## Dataset entries:
Begin

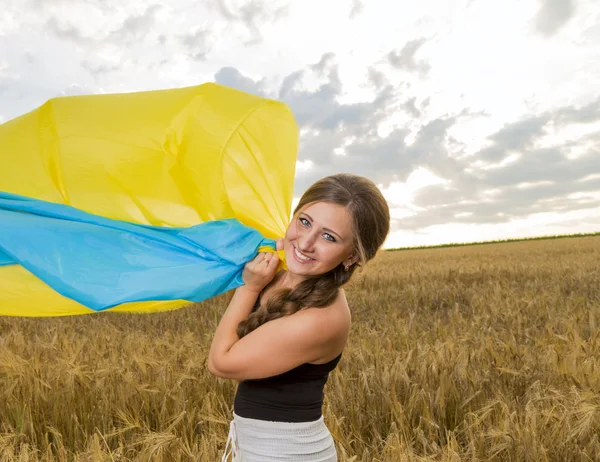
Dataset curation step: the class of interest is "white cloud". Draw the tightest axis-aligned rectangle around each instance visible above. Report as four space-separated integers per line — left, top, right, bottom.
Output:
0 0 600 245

End
Begin

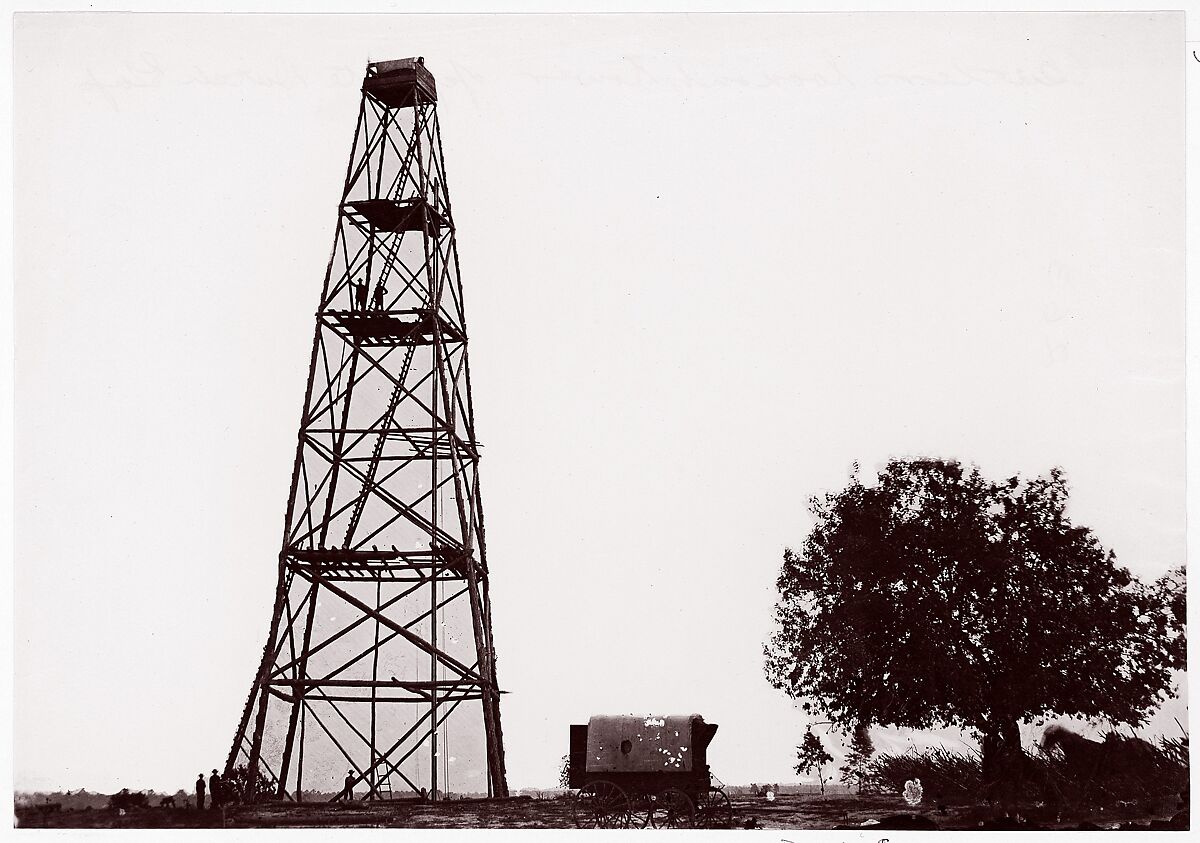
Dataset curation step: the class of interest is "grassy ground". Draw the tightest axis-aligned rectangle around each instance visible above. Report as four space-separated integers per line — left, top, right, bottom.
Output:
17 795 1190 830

End
Begin

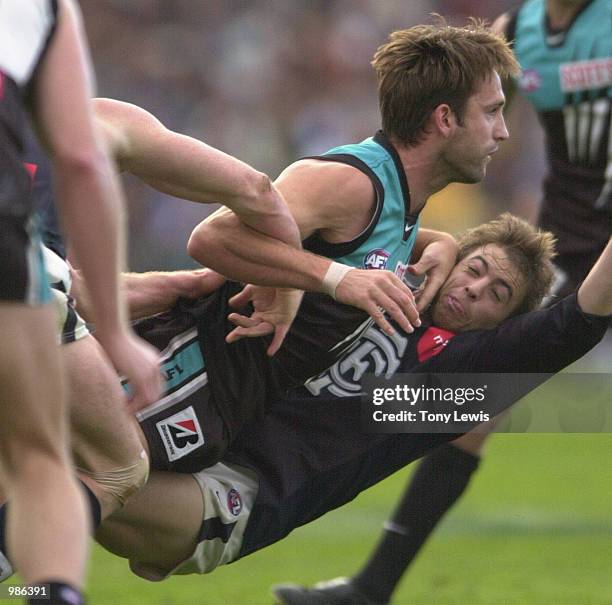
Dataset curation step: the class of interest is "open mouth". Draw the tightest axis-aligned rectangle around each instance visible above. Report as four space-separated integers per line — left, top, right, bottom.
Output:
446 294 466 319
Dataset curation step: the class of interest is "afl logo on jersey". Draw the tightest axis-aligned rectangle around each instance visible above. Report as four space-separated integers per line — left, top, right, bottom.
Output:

End

## Written problem:
Locate every line of the records above that contains the word "curation", and copy each such line in full.

## Complete output:
Dataset curation step: the class of interest is "white cloud". Draw the tightest axis-aligned rectangle around each instance visible above. Report as four space-separated integers per line — left, top, right, bottom.
Dataset curation step: the class of interest is "grassy ground". Draw the tightest axis-aligned rectangle around each instance visible above. Report as four space-separated integers per line — left, top, right, bottom.
Dataset curation step: the class of interest is "open mouth". Draw the tightest axis-aligned rectangle around each instance visible above. Report as four space-separated integers per line — left, top, right, bottom.
Dataset curation step: the class of interest is "afl logo on jersey". Draw the tightest axis-aligned rectangle around each instance visible above. Report as four space-separated integers per line — left, top, right, bottom.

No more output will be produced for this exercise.